Selected passage:

[nsp] inbound failover without BGP?
Tim Devries
zsolutions at cogeco.ca
Tue Dec 17 12:50:58 EST 2002
This might be kind of OT, but has anyone heard of any new developments in
the area of SRV records (dns)? Most browsers don't seem to support them,
but it looks like SRV records could be useful in this situation for at least
some network services.
----- Original Message -----
From: "Furnish, Trever G" <TGFurnish@herff-jones.com>
To: "'Tony Tauber'" <ttauber@genuity.net>
Cc: "Cisco NSP List (E-mail)" <cisco-nsp@puck.nether.net>
Sent: Tuesday, December 17, 2002 8:07 AM
Subject: RE: [nsp] inbound failover without BGP?
>
>
> > -----Original Message-----
> > From: Tony Tauber [mailto:ttauber@genuity.net]
> > Sent: Tuesday, December 17, 2002 10:34 AM
> > To: Furnish, Trever G
> > Cc: Cisco NSP List (E-mail)
> > Subject: Re: [nsp] inbound failover without BGP?
> >
> > On Tue, 17 Dec 2002, Furnish, Trever G wrote:
> > > Is there any way to provide failover routing of INBOUND traffic
> > > using links from multiple providers, OTHER THAN running BGP with
> > > those providers?
> >
> > <snip>
> >
> > > But wasteful or not, having inbound failover is a requirement for
> > > most commercial web sites that provide service to paying customers.
> > > If the link from Provider1 fails, the inbound connections still
> > > succeed because Provider2 is still announcing to the world that he
> > > has a path to me. Is there some other way to do it?
> > >
> >
> > If you were to get physically diverse circuits from one provider that
> > landed on different routers at their POP (these may be big "if"s), you
> > would appear to have addressed the problem scenarios I've described.

Extracted entries:

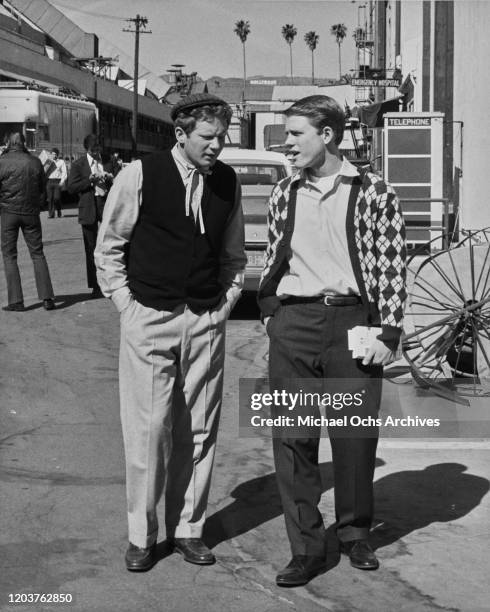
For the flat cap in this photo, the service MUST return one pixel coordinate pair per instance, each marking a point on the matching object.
(194, 101)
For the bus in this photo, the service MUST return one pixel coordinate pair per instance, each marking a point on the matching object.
(46, 119)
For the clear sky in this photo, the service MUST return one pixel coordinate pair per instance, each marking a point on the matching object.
(199, 33)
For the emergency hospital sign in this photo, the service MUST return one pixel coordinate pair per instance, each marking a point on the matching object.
(413, 157)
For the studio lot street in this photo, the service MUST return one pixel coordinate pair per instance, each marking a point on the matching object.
(63, 520)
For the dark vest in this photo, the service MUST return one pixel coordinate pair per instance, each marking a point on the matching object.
(169, 261)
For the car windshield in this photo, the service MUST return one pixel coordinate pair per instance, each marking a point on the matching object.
(258, 174)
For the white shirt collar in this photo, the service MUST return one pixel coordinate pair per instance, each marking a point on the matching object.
(346, 169)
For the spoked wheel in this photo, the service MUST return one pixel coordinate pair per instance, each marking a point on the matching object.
(449, 306)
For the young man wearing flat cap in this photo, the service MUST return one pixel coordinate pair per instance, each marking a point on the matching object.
(335, 261)
(170, 254)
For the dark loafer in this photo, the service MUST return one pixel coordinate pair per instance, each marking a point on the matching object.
(140, 559)
(15, 307)
(49, 304)
(361, 555)
(300, 570)
(193, 550)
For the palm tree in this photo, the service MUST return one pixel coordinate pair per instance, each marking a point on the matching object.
(339, 30)
(311, 39)
(289, 32)
(242, 30)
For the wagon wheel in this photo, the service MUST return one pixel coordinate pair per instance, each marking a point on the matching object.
(448, 349)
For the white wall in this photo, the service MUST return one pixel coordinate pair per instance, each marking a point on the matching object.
(471, 102)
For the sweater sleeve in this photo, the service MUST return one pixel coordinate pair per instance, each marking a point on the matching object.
(391, 265)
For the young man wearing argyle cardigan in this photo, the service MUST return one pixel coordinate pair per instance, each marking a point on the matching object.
(335, 260)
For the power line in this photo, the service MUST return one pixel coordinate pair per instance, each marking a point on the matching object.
(140, 24)
(91, 13)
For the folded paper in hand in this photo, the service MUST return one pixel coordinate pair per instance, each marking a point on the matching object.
(360, 338)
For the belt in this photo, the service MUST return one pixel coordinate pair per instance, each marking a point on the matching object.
(328, 300)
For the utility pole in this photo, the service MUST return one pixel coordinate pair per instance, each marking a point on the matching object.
(139, 23)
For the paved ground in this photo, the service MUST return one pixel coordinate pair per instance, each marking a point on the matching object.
(63, 524)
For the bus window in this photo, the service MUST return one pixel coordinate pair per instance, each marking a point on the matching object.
(8, 128)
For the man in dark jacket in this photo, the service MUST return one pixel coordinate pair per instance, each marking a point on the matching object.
(179, 212)
(22, 193)
(91, 182)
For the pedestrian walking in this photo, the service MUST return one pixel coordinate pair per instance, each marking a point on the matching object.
(335, 261)
(57, 176)
(170, 254)
(22, 195)
(91, 183)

What is expected: Carry on the mailing-list thread about inbound failover without BGP from its last line. The records were collected separately and are unrelated to the mailing-list thread.

Result for this exercise:
> > [...]
>
> True, this addresses many points of failure and may be what I end up
doing,
> but it doesn't match *all* the resiliency available using BGP with
seperate
> providers. If a provider has routing instability, using BGP I can just
stop
> my announcements to that provider and incoming traffic stabilizes. If
they
> go bankrupt or lose their peering agreements with other tier1's I'm not
SOL.
>
> > While going to two different providers may get other-end router
> > diversity it may not get physical diversity out of your building or up
> > to the telco CO. Do you have CPE-router diversity on your end to
> > prevent router problems from causing outages? [...]
>
> Yes, cpe and physical circuit paths are both redundant.
>
> > Just asking because there seems to be unreasonable FUD in this area.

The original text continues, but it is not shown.